## begin Records shown

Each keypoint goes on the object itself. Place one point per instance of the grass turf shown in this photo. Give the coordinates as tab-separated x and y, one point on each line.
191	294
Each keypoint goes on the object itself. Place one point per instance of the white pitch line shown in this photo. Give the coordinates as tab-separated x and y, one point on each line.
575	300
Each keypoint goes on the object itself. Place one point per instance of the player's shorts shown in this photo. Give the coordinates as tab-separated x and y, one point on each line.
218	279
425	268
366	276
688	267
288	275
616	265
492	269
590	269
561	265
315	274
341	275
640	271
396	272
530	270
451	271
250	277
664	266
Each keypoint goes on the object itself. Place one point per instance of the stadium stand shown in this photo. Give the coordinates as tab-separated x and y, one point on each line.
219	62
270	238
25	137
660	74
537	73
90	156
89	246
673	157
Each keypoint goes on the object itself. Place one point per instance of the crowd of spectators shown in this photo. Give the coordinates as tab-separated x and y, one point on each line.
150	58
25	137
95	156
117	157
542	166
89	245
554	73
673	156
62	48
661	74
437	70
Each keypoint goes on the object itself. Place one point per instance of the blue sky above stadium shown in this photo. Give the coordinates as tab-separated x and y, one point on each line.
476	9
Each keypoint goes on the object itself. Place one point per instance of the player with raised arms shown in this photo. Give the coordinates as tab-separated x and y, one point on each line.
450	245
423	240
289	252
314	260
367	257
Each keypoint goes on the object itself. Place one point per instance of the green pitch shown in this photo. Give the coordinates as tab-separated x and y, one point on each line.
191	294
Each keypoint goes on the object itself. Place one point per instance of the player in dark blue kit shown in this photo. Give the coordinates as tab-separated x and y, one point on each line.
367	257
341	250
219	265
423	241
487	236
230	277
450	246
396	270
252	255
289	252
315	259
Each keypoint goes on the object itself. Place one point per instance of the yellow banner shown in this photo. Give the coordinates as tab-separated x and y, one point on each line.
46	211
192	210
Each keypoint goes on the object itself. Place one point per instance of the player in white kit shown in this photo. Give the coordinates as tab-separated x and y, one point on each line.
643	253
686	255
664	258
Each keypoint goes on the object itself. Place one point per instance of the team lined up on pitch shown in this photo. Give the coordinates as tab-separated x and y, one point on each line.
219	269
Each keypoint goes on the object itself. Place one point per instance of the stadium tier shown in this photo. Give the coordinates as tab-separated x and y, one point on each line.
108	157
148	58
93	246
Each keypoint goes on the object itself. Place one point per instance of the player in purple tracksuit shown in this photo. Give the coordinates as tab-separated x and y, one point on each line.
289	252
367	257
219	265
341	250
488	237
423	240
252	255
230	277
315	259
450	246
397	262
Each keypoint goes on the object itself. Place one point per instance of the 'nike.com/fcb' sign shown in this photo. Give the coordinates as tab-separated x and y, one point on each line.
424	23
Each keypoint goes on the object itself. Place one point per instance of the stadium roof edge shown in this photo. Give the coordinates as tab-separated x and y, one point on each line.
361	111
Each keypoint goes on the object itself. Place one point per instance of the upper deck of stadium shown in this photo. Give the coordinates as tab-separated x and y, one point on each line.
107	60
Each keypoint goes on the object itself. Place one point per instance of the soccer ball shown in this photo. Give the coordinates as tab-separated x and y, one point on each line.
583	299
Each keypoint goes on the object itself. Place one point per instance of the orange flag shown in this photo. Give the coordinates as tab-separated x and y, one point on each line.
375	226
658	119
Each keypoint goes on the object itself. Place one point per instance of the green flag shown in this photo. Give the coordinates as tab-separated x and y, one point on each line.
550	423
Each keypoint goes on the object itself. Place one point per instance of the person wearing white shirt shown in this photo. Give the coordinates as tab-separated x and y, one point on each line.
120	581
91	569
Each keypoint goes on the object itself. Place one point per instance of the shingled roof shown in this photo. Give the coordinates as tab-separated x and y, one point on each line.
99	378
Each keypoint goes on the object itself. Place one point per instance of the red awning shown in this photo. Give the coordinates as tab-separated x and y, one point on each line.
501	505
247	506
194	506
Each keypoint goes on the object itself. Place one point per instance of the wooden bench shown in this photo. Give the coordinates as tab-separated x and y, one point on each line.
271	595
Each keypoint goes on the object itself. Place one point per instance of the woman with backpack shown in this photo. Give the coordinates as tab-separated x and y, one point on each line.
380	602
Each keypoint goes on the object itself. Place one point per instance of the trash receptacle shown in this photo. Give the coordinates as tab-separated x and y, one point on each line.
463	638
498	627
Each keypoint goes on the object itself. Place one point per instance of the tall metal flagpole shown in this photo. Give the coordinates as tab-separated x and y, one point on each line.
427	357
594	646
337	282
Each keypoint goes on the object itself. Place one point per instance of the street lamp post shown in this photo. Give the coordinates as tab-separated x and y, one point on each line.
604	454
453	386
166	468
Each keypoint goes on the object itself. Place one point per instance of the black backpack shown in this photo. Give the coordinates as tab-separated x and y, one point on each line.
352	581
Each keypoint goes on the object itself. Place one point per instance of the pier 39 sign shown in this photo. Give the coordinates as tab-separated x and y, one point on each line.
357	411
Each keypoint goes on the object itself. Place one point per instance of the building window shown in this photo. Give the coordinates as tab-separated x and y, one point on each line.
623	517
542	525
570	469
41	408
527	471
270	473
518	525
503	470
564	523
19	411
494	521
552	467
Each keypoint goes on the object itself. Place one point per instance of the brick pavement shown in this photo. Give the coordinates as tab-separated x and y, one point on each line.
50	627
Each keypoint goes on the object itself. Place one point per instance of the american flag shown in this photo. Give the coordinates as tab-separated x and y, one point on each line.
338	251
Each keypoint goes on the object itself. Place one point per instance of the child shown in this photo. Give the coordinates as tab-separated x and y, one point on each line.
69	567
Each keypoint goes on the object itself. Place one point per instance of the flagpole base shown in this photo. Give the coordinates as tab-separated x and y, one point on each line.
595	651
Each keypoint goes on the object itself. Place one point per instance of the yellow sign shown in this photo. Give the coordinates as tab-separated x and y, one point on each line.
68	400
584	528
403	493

## end Records shown

All of the entries need to be reproduced exactly; please write them out.

Each keypoint goes on the object itself. Place one point per instance of the grass turf shown in this photo. Give the coordinates as tab-separated x and y, one point on each line.
191	294
Each keypoint goes on the object itself. Place one point per instance of the white pitch line shown in this photo. Give the coordinates as tab-separated x and y, one point on each line.
575	300
Each keypoint goes on the object itself. Place one point per instance of the player's shorts shown in this photo. Give the coordinates as tab-separated x and y, one point on each line.
218	279
425	268
366	276
688	267
288	275
616	265
492	269
590	269
561	265
315	274
341	275
640	271
396	272
530	270
451	271
250	277
664	266
Each keypoint goes on the object itself. Place one point per instance of the stadium stand shown in this photo. Give the coordinates as tab-separated x and y, one point on each line.
219	62
270	238
25	137
660	74
537	73
90	156
89	246
673	157
Each keypoint goes on the object itself. Place one point per instance of the crowd of spectators shown in this photo. Give the coordinates as tab-separated x and y, one point on each line.
150	58
25	137
95	156
117	157
542	166
89	245
554	73
673	156
62	48
661	74
437	70
Each keypoint goes on the object itself. Place one point per instance of the blue sky above stadium shown in this photo. Give the coordinates as tab-separated x and y, one point on each line.
476	9
Each keypoint goes on the object itself. Place one point per instance of the player with raised arms shown in this photo. Give the coordinates as tab-separated x and y, one point on each line.
450	245
423	240
289	252
314	260
367	257
Each keypoint goes on the object itself. Place one point per instance of the green pitch shown in this photo. Give the coordinates as tab-separated x and y, one point on each line.
191	294
Each keypoint goes on the object itself. Place one point per instance of the player in dark blue kit shown in this photo. Give the coordinates as tab-separated x and y, one point on each line.
367	257
341	250
219	265
423	241
487	236
230	277
450	246
396	270
252	255
289	252
315	259
Each keypoint goes on the object itself. Place one point per instance of the yellow banner shown in this photo. Give the coordinates as tab-separated x and y, one point on each line.
46	211
192	210
Each keypoint goes on the object itself. Place one point per instance of the player in white kit shown in this photo. Give the coordinates as tab-separated x and y, one point on each line.
643	253
686	255
664	258
Each keypoint goes on the object itself. Place one point per instance of the team lined up on pitch shown in this photo. Give the coordinates as tab-separated x and y, one point on each line.
219	269
Each keypoint goes on the object itself. Place one point per instance of the stadium tier shown in this photo. Give the coordinates as tab-separated x and y, one point on each line.
108	157
148	58
93	246
Each keypoint goes on the object itself. Place one point per instance of the player in purple tracksuit shown in this photo. Give the coordinates as tab-separated x and y, one point on each line.
289	252
367	257
219	265
341	250
488	237
423	240
252	255
230	277
315	259
450	246
397	262
Each keypoint goes on the object itself. Place one point per instance of the 'nike.com/fcb' sign shown in this photo. Give the coordinates as tab-separated x and y, one point on each line.
424	23
Each keypoint goes on the object itself. Place one point per instance of the stadium roof edge shown in this photo. Give the coordinates as tab-separated x and y, one point on each line.
361	111
Each keypoint goes on the object itself. Place one point per instance of the upper deck of stadium shown in this photo. Give the coordinates as tab-separated x and y, one point on each line.
107	60
Each keypoint goes on the object itself. Place one point per instance of the soccer ball shown in this photo. Give the coordinates as tab-separated x and y, one point on each line.
583	299
Each keypoint goes on the object itself. Place one point per instance of the orange flag shown in this photo. Give the coordinates as tab-separated x and y, one point on each line.
375	226
658	119
Each keypoint goes on the object itself. Place one point per instance of the green flag shown in this photo. Give the coordinates as tab-separated x and y, one point on each line.
550	423
Each keypoint goes on the object itself. Place one point per instance of the person wearing white shirt shown in this photo. Give the coordinates as tab-separated x and y, one point on each line.
120	581
91	569
Each keypoint goes on the object itself. Place one point per instance of the shingled roof shown in this photo. Give the coordinates as tab-separated x and y, one point on each line.
99	378
Each keypoint goes on the object itself. Place one point per instance of the red awning shown in this photo. Give the coordinates as tab-separated x and y, one point on each line.
501	505
247	506
194	506
Each keypoint goes on the object itself. Place one point per instance of the wooden bench shown in this photo. Give the coordinates as tab-separated x and y, one point on each line.
271	595
Each keypoint goes on the object itself. Place one point per instance of the woman with backpack shown in this photo. Give the coordinates as tab-separated x and y, one point on each line.
380	602
Each keypoint goes on the object itself. Place one point per instance of the trash receptacle shown in this photo. Give the coordinates as tab-separated x and y, one point on each line.
463	638
498	627
Each keypoint goes on the object itself. Place one point per instance of the tall metal flagpole shown in this photo. Give the coordinates as tab-separated x and y, one point on each line.
427	357
594	646
337	282
Each keypoint goes on the object itself. Place one point per instance of the street lamp post shown in this photo. Give the coordinates as tab-separated x and y, one point on each line.
604	454
453	386
166	468
Each keypoint goes on the object itself. Place one point per instance of the black backpack shown in this photo. Give the coordinates as tab-separated x and y, one point on each line.
352	581
Each keypoint goes on the object itself. Place one point per instance of the pier 39 sign shown in this photo. Give the coordinates as tab-separated x and y, one point on each line.
357	411
Each keypoint goes on the object itself. Place one point per instance of the building window shown in this photo. Give the coordinates as tab-separated x and y, one point on each line.
623	517
542	525
570	469
41	408
527	471
270	473
518	525
503	470
564	523
19	411
494	521
552	467
Each keypoint goes on the object itself. Place one point per instance of the brick pavement shown in this photo. Give the coordinates as tab-separated x and y, one point on each line.
50	627
Each keypoint goes on the object itself. Place one point per instance of the american flag shown in this photo. Give the coordinates as tab-separated x and y, one point on each line.
338	251
Each keypoint goes on the object itself. Place one point per instance of the child shown in this photo. Give the coordinates as tab-separated x and y, one point on each line.
69	567
Each keypoint goes on the object itself. Place one point per instance of the flagpole base shown in this photo. Give the coordinates as tab-separated x and y, one point on each line.
595	651
Each keypoint goes on the object itself. Place one point per instance of the yellow sign shown in this photo. Give the coordinates as tab-separated x and y, one point on each line.
68	400
584	528
403	493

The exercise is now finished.